What the task requires:
Repeat, without any change, the entries presented below.

Supplied material:
>> begin
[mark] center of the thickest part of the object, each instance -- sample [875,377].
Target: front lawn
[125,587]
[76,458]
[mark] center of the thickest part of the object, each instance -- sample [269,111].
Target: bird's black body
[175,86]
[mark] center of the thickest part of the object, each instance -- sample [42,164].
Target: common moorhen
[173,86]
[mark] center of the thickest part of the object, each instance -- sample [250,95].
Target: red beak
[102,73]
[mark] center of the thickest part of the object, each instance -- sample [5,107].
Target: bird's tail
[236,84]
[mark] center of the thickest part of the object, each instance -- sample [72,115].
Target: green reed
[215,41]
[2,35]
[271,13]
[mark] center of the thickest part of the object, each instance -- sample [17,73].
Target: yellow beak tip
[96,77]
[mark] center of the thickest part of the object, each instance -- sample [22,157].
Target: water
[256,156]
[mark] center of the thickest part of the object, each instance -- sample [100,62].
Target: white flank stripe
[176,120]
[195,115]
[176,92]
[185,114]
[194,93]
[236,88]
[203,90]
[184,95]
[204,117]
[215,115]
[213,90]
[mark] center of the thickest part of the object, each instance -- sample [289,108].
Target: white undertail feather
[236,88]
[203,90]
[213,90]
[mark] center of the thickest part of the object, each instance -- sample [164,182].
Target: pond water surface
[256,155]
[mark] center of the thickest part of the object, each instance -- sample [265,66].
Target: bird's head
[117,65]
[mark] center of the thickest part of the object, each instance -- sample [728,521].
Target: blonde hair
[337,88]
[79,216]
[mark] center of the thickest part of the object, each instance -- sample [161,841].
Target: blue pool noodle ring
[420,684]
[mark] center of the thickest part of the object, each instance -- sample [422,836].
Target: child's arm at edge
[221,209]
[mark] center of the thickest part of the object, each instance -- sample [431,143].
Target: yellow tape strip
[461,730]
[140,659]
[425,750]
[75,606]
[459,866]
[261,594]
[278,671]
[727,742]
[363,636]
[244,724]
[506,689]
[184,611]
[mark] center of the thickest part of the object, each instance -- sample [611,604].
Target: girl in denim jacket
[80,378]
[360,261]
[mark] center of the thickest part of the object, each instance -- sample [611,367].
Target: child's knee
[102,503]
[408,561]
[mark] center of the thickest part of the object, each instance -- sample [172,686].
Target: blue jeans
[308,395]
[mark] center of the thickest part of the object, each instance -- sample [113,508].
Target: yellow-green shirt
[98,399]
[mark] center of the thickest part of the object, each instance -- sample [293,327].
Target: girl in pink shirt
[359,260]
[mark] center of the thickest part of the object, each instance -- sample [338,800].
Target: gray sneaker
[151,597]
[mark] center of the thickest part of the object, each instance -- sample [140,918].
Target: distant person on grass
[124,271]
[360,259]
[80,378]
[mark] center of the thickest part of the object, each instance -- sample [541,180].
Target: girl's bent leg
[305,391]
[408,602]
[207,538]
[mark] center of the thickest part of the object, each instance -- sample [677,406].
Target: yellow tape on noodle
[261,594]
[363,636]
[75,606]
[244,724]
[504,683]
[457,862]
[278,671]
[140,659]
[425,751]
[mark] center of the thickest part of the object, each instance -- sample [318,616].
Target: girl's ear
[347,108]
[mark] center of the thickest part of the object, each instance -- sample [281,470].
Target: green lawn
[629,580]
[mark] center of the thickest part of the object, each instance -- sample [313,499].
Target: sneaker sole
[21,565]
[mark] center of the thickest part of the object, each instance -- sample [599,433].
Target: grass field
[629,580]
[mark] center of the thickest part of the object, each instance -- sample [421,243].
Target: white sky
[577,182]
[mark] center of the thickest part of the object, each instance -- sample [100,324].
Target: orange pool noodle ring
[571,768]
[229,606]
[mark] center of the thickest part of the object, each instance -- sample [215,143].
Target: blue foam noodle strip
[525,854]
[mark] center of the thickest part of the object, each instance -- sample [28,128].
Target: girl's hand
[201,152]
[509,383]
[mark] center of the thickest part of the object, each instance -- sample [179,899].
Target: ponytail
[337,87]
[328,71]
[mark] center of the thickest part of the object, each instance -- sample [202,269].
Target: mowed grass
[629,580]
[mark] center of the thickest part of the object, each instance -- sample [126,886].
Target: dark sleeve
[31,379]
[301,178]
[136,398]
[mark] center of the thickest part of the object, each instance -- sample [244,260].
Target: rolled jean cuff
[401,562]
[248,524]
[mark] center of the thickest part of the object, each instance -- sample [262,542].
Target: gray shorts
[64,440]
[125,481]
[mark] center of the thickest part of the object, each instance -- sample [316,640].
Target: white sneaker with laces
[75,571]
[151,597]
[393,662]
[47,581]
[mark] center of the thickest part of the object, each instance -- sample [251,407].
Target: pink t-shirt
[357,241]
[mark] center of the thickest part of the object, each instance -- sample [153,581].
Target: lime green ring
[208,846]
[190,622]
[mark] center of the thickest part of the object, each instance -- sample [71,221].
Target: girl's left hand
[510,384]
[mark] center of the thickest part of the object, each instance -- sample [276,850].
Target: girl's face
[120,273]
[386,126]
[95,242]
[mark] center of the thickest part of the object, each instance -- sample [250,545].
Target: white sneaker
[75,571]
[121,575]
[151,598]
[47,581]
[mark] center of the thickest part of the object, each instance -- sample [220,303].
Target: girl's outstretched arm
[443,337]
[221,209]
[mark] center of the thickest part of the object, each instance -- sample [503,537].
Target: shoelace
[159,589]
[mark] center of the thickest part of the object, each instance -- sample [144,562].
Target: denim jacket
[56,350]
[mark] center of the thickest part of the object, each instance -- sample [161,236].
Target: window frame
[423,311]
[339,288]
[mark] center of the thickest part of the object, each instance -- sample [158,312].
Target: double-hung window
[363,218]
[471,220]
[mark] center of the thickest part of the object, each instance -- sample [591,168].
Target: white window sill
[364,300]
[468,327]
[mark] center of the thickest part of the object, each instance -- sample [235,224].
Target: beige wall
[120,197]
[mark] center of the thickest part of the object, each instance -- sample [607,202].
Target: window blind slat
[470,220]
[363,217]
>> end
Full response:
[mark] center of the thickest part of the object, each instance -- sample [875,377].
Target: front lawn
[125,587]
[76,458]
[mark] center of the thickest part of the object, each instance -- sample [269,111].
Target: bird's black body
[175,86]
[mark] center of the thickest part of the object, each instance -- sample [42,164].
Target: common moorhen
[173,86]
[mark] center of the thickest part of the object, each instance -- sample [250,95].
Target: red beak
[102,73]
[mark] center of the thickest part of the object, each instance -- sample [5,107].
Target: bird's tail
[236,84]
[mark] center of the thickest part of the object, each instance -- sample [72,115].
Target: green reed
[215,41]
[2,35]
[271,13]
[mark] center of the thickest part of the object, each instance -- sample [17,73].
Target: yellow beak tip
[96,77]
[mark] center of the thickest part of the object, each instance -- sample [22,157].
Target: water
[256,156]
[mark] center of the thickest part of the object, each instance -- sample [100,62].
Target: white flank stripe
[176,120]
[195,115]
[176,92]
[185,114]
[194,93]
[236,88]
[203,90]
[184,95]
[204,117]
[215,115]
[213,90]
[mark] center of the thickest part of the object, each instance -- sample [289,108].
Target: white undertail feather
[236,88]
[203,90]
[213,90]
[mark] center of the thickest part of the object, each instance -- sample [164,182].
Target: pond water surface
[256,155]
[mark] center of the thickest part of the object, each instance -- sample [265,66].
Target: bird's head
[117,65]
[mark] center of the thickest part of the object, each instance -- sample [728,521].
Target: blonde hair
[337,88]
[79,216]
[mark] center of the thickest part of the object, each instance -- sample [161,841].
Target: blue pool noodle ring
[420,684]
[mark] center of the thickest part of the object, each instance -- sample [422,836].
Target: child's arm at edge
[221,209]
[mark] center of the thickest part of the object, each instance -- sample [431,143].
Target: yellow tape strip
[461,730]
[140,659]
[425,750]
[75,606]
[459,866]
[261,594]
[278,671]
[727,742]
[363,636]
[244,724]
[506,689]
[184,611]
[mark] center of the thickest part of the object, each instance -- sample [611,604].
Target: girl in denim jacket
[80,378]
[360,261]
[mark] center of the thickest part of the object, each instance -- sample [611,367].
Target: child's knee
[102,503]
[408,561]
[mark] center of the thickest part of the object, each instance -- sample [172,686].
Target: blue jeans
[308,395]
[mark] center of the thickest part of the object, each instance -- sample [113,508].
Target: yellow-green shirt
[98,399]
[mark] center of the thickest part of the object, each instance -- sample [293,327].
Target: girl in pink shirt
[359,260]
[mark] center of the thickest part of the object, each instance -- sample [338,800].
Target: gray sneaker
[151,597]
[mark] center of the thickest part of the object, each instance -- sample [140,918].
Target: distant person on grass
[124,271]
[360,259]
[80,378]
[mark] center of the thickest part of the object, each instance -- sample [541,180].
Target: girl's bent leg
[305,391]
[408,602]
[207,538]
[mark] center of the thickest part of the object, each instance -- sample [677,406].
Target: yellow tape on noodle
[261,594]
[363,636]
[75,606]
[244,724]
[504,683]
[457,862]
[278,671]
[140,659]
[425,751]
[mark] center of the thickest part of the object, each instance -- sample [318,616].
Target: girl's ear
[347,108]
[mark] center of the thickest part of the object, each instance -- sample [281,470].
Target: green lawn
[629,580]
[mark] center of the thickest part of the object, each instance -- sample [313,499].
Target: sneaker sole
[21,565]
[mark] center of the thickest part of the object, each instance -- sample [599,433].
Target: grass field
[629,580]
[mark] center of the thickest part of the object, each instance -- sample [421,243].
Target: white sky
[577,182]
[mark] center of the thickest part of the object, each instance -- sample [100,324].
Target: orange pool noodle ring
[571,768]
[229,606]
[mark] center of the thickest part of the object, each instance -- sample [215,143].
Target: blue foam noodle strip
[525,854]
[mark] center of the thickest part of the object, each instance -- sample [28,128].
Target: girl's hand
[201,152]
[509,383]
[mark] center of the thickest part of the object, each instance -- sample [179,899].
Target: ponytail
[337,87]
[328,71]
[mark] center of the thickest part of the object, each instance -- sample [202,269].
Target: mowed grass
[629,580]
[mark] center of the thickest part of the object, each instance -- sample [126,886].
Target: dark sleeve
[31,379]
[301,178]
[136,398]
[mark] center of the thickest part of the object, each instance -- sample [244,260].
Target: rolled jean cuff
[401,562]
[248,524]
[mark] center of the thickest part of the object, each instance -- sample [262,542].
Target: gray shorts
[64,440]
[125,481]
[mark] center of the thickest part of the object, each instance -- sample [316,640].
Target: white sneaker with laces
[75,571]
[151,597]
[393,662]
[47,581]
[mark] center of the thickest part of the object, each instance -- sample [251,407].
Target: pink t-shirt
[357,241]
[mark] center of the thickest part of the object, each instance -- sample [153,581].
Target: lime green ring
[208,846]
[190,622]
[mark] center of the thickest part of the object, each instance -- sample [71,221].
Target: girl's left hand
[510,384]
[mark] center of the thickest part of the object, each instance -- sample [276,850].
Target: girl's face
[120,273]
[386,126]
[95,242]
[mark] center of the thickest part of the object, each instance -- sample [250,545].
Target: white sneaker
[75,571]
[121,575]
[151,598]
[47,581]
[mark] center of the thickest part of the object, each instance -- sample [220,303].
Target: girl's outstretched arm
[443,337]
[221,209]
[mark] center of the thickest part of the object, each instance -- sample [503,537].
Target: shoelace
[159,589]
[mark] center of the thickest part of the object, each instance -- sample [144,562].
Target: denim jacket
[56,350]
[mark] center of the thickest part of the object, each instance -- sample [161,236].
Target: window frame
[423,311]
[339,288]
[mark] center of the thickest part of the object, each instance -- sample [158,312].
Target: double-hung window
[363,218]
[471,220]
[mark] center of the thickest part of the object, each instance -- sample [591,168].
Target: white window sill
[364,300]
[468,327]
[mark] center of the thickest part of the object, each instance -- sample [235,224].
Target: beige wall
[120,197]
[mark] center of the thickest part of the object, each instance -- sample [607,202].
Target: window blind slat
[470,220]
[363,217]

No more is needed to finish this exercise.